Problem details
How many lines in the listing below contain the word "dark"? Reply with the number alone.

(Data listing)
______

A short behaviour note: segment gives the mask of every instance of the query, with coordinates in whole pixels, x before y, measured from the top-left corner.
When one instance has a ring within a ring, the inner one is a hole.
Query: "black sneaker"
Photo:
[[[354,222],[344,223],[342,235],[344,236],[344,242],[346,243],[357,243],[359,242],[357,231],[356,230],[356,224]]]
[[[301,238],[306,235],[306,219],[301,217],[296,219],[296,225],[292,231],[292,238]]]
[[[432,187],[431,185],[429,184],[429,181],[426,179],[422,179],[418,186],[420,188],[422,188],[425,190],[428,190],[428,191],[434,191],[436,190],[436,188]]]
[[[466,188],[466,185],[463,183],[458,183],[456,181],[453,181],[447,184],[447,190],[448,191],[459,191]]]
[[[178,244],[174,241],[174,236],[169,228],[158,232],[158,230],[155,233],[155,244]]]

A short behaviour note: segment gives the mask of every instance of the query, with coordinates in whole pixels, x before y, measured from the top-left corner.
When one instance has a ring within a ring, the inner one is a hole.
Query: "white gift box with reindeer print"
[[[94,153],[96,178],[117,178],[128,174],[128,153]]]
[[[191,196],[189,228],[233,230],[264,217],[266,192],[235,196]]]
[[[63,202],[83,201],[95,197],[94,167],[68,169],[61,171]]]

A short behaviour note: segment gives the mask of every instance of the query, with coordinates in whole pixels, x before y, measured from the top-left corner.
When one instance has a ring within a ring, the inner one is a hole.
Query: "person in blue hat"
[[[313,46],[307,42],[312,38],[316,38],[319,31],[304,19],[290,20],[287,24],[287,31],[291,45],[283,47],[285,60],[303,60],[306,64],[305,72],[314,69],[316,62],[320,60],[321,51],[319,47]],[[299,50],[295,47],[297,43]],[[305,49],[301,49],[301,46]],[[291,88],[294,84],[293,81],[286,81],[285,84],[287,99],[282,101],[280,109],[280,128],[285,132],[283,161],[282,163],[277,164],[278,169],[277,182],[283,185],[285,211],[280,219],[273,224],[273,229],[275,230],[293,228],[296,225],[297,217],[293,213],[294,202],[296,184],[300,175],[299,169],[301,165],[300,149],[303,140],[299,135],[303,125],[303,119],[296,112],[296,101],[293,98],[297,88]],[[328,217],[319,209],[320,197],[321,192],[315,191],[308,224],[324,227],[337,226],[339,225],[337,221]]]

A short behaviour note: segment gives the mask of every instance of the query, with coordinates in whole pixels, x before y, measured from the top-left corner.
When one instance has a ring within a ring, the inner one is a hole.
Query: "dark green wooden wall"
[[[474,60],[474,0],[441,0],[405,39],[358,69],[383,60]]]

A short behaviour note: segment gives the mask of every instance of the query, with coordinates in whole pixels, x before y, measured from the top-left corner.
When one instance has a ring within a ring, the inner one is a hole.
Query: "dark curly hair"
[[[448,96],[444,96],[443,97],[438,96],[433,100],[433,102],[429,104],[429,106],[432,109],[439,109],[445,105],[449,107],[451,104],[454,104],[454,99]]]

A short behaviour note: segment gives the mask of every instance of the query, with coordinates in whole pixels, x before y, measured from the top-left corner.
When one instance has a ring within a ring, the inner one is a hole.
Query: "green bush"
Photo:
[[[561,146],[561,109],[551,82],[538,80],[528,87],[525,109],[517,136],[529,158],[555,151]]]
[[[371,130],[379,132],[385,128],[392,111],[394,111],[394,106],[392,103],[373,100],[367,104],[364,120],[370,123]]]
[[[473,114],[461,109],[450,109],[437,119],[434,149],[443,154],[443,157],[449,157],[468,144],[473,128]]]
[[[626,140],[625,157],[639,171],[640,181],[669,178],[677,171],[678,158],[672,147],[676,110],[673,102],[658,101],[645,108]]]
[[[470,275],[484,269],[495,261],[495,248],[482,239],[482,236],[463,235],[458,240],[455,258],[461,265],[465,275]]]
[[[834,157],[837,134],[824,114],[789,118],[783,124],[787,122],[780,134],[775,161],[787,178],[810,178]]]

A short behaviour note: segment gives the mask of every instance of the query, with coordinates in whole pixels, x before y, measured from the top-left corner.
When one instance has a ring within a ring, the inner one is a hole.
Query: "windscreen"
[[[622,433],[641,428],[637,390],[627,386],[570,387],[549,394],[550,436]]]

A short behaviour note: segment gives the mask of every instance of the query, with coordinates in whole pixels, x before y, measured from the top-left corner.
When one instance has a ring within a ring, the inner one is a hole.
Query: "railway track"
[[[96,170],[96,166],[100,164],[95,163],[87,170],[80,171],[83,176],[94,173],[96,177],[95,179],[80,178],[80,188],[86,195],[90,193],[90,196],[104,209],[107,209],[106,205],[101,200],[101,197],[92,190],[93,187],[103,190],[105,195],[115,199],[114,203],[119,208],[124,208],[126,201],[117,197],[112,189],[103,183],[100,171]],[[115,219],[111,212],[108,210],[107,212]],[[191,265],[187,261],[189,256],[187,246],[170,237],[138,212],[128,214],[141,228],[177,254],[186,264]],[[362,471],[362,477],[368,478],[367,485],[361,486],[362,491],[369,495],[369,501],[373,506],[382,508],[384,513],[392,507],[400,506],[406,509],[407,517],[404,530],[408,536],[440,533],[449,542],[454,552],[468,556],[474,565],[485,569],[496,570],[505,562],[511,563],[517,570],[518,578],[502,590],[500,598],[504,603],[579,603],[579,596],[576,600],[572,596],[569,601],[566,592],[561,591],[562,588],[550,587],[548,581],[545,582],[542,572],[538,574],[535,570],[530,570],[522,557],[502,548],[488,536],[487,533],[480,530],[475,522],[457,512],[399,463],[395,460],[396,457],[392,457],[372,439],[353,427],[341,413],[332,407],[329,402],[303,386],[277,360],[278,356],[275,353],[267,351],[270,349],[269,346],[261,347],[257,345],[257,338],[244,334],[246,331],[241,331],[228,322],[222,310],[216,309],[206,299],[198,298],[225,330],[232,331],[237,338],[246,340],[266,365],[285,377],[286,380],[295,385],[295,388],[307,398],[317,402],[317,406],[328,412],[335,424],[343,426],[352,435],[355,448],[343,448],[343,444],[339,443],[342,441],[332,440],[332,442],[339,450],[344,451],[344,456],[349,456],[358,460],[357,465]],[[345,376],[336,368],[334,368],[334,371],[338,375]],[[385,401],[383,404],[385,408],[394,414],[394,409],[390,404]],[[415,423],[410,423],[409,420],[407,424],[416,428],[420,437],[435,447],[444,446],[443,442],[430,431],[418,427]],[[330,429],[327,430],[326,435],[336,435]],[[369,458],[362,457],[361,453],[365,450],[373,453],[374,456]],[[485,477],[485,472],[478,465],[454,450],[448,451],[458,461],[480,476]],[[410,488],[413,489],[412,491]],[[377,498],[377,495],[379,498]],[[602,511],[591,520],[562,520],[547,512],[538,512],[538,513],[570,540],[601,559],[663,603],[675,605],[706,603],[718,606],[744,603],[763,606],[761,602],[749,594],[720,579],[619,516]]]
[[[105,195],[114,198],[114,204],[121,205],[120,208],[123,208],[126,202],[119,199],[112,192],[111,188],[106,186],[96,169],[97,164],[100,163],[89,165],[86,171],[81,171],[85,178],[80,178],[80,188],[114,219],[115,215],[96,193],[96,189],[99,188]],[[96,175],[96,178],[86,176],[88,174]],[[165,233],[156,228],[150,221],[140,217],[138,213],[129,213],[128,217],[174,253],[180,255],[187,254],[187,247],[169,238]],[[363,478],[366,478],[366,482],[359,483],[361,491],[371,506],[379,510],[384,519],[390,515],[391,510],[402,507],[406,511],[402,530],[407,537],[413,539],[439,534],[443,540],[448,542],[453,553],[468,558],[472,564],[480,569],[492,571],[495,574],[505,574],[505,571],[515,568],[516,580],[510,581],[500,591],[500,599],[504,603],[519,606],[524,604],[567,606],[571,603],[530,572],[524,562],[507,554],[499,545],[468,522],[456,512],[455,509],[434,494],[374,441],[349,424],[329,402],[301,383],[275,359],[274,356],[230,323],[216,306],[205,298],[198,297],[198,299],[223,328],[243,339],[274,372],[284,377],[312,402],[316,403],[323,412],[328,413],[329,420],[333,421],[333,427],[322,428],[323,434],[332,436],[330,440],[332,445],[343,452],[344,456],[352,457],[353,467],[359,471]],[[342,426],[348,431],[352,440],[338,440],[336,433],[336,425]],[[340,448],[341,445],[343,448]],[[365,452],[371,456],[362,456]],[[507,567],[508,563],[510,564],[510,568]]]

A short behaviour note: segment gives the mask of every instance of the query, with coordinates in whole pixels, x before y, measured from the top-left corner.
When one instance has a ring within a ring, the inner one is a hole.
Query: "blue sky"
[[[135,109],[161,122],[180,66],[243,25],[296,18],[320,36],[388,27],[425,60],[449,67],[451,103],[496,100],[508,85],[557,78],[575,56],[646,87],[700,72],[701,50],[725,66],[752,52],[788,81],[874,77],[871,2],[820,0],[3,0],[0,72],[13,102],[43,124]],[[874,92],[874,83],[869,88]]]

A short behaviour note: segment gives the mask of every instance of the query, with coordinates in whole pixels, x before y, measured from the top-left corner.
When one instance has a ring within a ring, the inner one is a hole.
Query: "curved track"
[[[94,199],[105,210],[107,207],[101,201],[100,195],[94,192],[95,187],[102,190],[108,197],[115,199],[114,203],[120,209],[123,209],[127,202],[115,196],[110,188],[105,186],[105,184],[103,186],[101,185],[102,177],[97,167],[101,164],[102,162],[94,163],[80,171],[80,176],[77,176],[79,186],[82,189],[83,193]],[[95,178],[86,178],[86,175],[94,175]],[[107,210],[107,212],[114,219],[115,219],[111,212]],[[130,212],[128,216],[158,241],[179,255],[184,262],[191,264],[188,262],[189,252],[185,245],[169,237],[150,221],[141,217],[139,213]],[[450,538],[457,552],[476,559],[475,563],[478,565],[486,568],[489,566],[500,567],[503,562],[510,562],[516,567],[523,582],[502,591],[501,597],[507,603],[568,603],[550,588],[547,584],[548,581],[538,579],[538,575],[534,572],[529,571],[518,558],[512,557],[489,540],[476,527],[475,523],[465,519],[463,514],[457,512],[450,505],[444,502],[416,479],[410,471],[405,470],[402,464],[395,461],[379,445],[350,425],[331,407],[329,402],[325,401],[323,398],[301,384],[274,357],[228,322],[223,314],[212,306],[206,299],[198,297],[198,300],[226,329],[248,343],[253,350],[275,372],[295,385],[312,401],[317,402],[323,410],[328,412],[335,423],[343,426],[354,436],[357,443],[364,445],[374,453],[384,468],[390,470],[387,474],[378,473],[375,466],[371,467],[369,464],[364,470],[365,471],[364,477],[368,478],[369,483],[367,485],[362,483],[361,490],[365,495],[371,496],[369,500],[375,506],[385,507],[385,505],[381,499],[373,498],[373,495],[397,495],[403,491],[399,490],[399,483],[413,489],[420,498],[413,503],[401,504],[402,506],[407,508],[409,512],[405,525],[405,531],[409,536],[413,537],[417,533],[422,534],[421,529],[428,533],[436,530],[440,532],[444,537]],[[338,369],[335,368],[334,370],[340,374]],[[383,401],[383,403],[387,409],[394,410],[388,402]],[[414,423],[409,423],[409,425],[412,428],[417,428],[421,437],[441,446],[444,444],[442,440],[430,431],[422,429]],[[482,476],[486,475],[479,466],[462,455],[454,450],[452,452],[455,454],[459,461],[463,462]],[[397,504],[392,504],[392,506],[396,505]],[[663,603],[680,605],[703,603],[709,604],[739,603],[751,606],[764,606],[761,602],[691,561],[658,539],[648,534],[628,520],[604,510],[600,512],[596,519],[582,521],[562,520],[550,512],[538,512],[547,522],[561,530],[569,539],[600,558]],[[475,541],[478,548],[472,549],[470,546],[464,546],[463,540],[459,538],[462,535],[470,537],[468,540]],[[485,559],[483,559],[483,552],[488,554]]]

______

Solution to the exercise
2